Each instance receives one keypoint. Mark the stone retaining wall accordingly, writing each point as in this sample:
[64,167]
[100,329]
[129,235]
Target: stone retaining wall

----------------

EXERCISE DETAILS » Set down every line of the records above exactly, in the same order.

COMPLETE OUTPUT »
Each instance receives one keypoint. Mark the stone retaining wall accordingly, writing each point as in this sample:
[64,167]
[100,329]
[129,235]
Target: stone retaining wall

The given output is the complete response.